### Exercises
1 > In the agarwood oil discussion, what does the writer think most likely causes the high percentage of sterols?
2 > Continue the agarwood oil discussion from where it stops.

[[ Source document open ]]

Not that it relates to purity, but it catches my interest and the thinking I have is, that aristolene comes from fungal infection, that wild high quality agarwood should have the effect of infection from the natural strain but not ever in a high percentage. The high percentage of aristolene, plus the general makeup of the 1985 oil make it suspect to me. Also, the presence of the sterols in the final oil I believe to be atypical of a natural wild wood. More likely the high percentage of sterols is due to the tree being in continual shock due to inducement.

11. You realise, of course, you are citing research results from Crassna, Agallocha, Sinensis, Malaccensis, and Gyrinops walla?
Citing results from methanol extraction, to headspace analysis, to microwave additional extraction?
Sourced from healthy wood, to offcuts, to artificially innoculated oud?
Where is the common thread?


Points 8-10, relate more to my own interest in the actual quality of the feedstock, but still, they do speak to the congruency of 1985’s story.
It is always possible to explain away a couple of doubtful points, but at what point do the doubts accumulate to the point that no explanation will do? It appears people were more focused on the labdanum aspect, and once the GC result confirmed the fact that it was not a labdanum adulterated/centered oil, all questions ceased. But in truth, questions remain, and I find it very hard to align all the data into a single congruent story. Personally, I think the data speaks volumes, and the conclusion is that 1985 is adulterated. The ‘how’ and ‘why’ hardly matter.

[[ Source document closed ]]
[[ Record set open ]]

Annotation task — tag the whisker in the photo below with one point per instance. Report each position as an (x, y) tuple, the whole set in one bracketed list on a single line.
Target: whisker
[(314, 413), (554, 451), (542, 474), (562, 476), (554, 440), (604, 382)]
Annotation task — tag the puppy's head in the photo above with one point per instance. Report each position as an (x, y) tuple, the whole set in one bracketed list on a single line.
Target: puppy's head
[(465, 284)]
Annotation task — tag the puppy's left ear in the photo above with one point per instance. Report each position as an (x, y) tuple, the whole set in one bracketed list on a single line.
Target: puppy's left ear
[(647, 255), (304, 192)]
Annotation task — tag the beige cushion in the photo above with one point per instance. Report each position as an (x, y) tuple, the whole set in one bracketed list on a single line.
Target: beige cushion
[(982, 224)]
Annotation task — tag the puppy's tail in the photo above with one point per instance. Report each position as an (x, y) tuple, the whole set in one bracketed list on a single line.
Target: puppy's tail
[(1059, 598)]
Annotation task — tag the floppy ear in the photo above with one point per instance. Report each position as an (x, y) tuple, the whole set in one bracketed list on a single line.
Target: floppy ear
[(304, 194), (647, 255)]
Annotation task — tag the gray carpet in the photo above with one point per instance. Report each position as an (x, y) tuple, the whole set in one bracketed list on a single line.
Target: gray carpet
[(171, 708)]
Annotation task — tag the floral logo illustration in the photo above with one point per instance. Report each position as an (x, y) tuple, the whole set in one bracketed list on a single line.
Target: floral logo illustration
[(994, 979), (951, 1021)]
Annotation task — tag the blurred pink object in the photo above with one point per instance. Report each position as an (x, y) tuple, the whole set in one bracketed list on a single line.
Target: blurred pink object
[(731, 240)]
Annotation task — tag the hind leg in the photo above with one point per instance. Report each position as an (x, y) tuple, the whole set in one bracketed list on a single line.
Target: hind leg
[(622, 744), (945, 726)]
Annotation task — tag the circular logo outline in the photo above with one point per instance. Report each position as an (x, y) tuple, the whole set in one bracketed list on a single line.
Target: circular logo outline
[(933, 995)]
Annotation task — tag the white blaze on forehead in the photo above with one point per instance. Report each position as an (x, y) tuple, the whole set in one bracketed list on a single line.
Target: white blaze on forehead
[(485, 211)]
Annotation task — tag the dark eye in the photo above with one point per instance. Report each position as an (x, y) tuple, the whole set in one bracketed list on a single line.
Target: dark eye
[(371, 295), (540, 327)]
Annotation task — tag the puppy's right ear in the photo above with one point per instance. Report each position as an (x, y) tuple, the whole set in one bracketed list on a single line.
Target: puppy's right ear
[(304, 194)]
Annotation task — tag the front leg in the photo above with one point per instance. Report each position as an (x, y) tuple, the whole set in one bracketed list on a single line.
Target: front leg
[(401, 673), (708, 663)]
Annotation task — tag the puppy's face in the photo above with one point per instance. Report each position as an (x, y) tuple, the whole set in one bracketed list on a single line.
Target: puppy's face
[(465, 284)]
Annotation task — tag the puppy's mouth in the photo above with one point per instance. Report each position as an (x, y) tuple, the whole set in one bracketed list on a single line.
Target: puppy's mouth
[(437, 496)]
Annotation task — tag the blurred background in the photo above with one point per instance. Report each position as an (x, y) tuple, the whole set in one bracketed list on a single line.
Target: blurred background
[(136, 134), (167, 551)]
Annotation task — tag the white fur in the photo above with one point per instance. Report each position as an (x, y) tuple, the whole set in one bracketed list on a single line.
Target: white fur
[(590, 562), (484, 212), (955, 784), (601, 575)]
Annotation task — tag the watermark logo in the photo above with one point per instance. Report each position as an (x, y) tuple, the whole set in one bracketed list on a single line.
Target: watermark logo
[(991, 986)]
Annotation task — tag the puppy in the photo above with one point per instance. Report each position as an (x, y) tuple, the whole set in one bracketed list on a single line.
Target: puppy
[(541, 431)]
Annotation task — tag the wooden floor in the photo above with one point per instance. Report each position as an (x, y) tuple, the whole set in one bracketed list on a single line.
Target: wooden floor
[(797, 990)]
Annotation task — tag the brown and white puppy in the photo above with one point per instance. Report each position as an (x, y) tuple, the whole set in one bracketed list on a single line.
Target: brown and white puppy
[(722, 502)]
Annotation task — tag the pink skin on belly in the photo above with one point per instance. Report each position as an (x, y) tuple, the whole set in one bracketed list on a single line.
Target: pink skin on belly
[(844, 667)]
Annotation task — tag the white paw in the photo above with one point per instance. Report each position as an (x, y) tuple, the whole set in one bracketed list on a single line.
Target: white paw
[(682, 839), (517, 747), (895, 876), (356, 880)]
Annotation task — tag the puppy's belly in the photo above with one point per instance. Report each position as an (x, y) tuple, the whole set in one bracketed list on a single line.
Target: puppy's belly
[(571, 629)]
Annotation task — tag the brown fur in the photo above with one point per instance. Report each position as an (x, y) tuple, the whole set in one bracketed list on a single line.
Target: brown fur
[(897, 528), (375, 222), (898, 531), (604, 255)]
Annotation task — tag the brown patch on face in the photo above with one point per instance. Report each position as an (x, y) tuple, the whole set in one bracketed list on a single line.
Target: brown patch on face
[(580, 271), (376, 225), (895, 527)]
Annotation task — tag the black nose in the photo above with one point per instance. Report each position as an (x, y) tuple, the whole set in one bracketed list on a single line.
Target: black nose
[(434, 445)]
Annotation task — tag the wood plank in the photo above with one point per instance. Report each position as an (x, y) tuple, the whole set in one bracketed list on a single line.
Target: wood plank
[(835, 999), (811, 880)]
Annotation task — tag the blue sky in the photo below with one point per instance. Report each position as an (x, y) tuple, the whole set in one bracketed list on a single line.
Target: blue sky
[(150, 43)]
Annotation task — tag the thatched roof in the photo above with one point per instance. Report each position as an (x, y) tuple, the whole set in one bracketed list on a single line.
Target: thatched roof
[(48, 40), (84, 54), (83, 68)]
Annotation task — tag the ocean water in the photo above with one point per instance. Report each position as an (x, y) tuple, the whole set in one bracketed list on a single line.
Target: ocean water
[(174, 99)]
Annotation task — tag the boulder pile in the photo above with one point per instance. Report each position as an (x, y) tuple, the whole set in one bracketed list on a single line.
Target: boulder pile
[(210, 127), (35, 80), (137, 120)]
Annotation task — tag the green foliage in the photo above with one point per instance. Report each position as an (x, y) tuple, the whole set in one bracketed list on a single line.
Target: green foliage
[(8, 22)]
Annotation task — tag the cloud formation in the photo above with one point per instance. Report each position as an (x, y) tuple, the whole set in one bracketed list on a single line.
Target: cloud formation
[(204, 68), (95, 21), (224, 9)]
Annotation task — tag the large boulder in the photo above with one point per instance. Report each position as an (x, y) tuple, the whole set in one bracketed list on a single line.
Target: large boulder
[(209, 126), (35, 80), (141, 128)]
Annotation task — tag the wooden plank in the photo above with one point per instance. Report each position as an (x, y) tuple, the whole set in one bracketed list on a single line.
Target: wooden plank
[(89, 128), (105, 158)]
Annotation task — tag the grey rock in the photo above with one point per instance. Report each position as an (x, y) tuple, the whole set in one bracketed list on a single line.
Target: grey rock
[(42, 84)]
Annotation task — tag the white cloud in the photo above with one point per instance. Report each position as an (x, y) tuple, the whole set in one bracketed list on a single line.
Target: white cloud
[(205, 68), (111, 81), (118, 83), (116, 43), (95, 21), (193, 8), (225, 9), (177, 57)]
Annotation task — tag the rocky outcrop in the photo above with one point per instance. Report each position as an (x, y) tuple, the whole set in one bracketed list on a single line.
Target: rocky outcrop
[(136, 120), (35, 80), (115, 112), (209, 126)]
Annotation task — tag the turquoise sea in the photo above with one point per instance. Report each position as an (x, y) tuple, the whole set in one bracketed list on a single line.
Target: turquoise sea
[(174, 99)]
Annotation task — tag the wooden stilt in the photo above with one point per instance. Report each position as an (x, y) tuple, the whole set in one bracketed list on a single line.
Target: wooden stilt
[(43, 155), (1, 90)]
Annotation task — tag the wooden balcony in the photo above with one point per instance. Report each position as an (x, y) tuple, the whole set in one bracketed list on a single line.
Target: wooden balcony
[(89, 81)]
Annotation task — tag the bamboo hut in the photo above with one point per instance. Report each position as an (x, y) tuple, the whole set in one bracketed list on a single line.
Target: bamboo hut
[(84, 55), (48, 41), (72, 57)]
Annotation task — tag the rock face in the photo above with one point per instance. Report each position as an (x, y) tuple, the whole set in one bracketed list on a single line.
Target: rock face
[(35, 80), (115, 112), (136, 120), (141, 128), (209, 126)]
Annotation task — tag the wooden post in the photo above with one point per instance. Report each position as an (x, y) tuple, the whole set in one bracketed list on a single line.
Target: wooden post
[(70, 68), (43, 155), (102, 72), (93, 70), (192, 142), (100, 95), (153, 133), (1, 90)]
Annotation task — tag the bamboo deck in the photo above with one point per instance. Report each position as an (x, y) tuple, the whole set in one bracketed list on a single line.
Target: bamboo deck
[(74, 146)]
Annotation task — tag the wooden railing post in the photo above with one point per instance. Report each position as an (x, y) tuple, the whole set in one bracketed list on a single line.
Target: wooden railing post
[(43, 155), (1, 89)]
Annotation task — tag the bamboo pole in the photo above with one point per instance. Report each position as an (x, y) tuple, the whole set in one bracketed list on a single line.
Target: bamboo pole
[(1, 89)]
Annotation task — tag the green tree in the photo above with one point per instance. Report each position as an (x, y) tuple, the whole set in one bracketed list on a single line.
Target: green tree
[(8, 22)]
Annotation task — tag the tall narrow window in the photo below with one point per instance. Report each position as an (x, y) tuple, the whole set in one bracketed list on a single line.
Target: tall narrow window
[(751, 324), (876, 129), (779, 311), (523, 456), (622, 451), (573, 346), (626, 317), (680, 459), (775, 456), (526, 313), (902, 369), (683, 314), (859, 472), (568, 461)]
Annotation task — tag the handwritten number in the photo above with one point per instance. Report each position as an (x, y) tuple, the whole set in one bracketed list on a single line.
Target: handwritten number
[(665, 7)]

[[ Record set closed ]]

### Answers for the tasks
1 > The tree being in continual shock due to inducement.

2 >
At this point, the only thing that could change my mind, would be a definitive (expensive) chemometric analysis of 1985, one that would disprove (doubtful) the findings of original report.

and the result of a GCMS is strongly affected by the column used, the temperature, and the solvent used, for example dichloromethane vs acetone gives two different populations and GCMS profiles.

For anyone who cares to know, the solvent used was dichloromethane.

with regards to the gcms of the 1985, i thought i would come make a posting again.. albeit a more intellectual one just incase more people get caught up in the spiral and fall into different "camps" with different motives/motivations.

I couldn’t agree more.
I’ve kept to technical issues and that is all I’m interested in discussing.
I trust and respect Kyarazen, and can extend the same to Mr. Lee.
But that doesn’t mean I have to accept 1985 as pure.
In the case of purity, the problem (if you believe in one) would probably go back to the production site.
In any case, one must accept that we will never know the full story about KZ1985.
 

powdernose

Oud Sprite
As it has been mentioned that the forum could use being reanimated with meaningful and fruitful discussions,
I think starting to randomly GCMS a couple of oud oils would help in meaningful advancements in oud knowledge and information.
If any of the vendors out there is willing to start rolling the ball by running a test of the odd oil in 2019, that would be great.
Otherwise if there are non-vendors out there willing to lay some cash down and create an oud community coalition/club that would help start working in that direction,
please speak up.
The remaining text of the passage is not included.